> _The request_: Rewrite the records from the line that has "class=steam traction engine | pipe bbox" through the line that has "[39,0,112,67]", changing "wheel" to "tire" and keeping everything else the same.
=====
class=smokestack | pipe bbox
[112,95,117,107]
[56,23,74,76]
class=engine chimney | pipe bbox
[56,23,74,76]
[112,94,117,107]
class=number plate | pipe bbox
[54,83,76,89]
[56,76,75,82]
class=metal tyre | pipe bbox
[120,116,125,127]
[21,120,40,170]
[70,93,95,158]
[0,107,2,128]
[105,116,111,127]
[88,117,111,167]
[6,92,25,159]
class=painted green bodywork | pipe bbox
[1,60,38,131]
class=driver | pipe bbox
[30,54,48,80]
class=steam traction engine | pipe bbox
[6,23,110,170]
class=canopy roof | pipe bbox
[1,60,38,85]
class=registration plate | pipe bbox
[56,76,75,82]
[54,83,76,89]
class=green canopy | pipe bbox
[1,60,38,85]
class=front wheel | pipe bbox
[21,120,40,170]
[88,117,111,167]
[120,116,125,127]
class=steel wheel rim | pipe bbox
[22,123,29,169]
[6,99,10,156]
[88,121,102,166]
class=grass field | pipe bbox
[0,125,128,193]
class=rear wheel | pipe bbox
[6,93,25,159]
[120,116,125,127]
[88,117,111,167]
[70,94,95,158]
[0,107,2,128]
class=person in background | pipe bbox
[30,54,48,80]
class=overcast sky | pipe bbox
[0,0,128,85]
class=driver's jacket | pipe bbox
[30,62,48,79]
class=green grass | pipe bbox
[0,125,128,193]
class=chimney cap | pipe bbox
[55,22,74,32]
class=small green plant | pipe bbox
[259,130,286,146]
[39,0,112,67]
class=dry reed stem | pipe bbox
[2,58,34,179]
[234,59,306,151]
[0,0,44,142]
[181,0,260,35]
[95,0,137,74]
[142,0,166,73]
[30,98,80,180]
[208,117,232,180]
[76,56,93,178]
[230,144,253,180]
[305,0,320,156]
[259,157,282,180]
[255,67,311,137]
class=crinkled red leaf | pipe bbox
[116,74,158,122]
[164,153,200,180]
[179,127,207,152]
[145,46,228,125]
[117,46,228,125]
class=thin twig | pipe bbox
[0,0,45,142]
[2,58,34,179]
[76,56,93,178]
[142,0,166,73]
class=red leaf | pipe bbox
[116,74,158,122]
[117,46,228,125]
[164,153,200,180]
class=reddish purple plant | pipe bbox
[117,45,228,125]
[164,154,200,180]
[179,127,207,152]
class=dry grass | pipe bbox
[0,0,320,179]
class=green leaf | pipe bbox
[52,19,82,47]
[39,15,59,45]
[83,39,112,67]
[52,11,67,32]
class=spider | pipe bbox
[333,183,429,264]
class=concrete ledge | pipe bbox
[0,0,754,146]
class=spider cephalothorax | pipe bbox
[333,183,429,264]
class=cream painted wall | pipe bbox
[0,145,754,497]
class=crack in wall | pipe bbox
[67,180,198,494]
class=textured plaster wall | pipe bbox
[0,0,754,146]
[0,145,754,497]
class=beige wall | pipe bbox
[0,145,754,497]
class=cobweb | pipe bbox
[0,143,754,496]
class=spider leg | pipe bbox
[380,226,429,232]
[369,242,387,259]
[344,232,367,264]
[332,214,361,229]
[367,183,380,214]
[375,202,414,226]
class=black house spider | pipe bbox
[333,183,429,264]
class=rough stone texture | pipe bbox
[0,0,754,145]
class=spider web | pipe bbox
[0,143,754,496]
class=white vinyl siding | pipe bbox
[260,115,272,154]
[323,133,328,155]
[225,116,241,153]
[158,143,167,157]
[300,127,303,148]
=====
> _Written answer_:
class=steam traction engine | pipe bbox
[6,23,110,170]
class=canopy roof | pipe bbox
[1,60,38,85]
class=registration plate | pipe bbox
[56,76,75,82]
[54,83,76,89]
class=green canopy | pipe bbox
[1,60,38,85]
class=front tire | pipe bbox
[21,120,40,170]
[88,117,111,167]
[120,116,125,127]
class=steel tire rim | pipe bbox
[22,123,29,169]
[6,99,10,156]
[88,121,102,166]
class=grass field | pipe bbox
[0,125,128,193]
class=rear tire | pipe bbox
[6,93,25,159]
[120,116,125,127]
[88,117,111,167]
[70,94,95,158]
[0,107,2,128]
class=person in background | pipe bbox
[30,54,48,80]
class=overcast sky | pipe bbox
[0,0,128,85]
class=driver's jacket | pipe bbox
[30,62,48,79]
class=green grass | pipe bbox
[0,125,128,193]
class=chimney cap | pipe bbox
[55,22,74,32]
class=small green plant | pipe bbox
[259,130,286,146]
[39,0,112,67]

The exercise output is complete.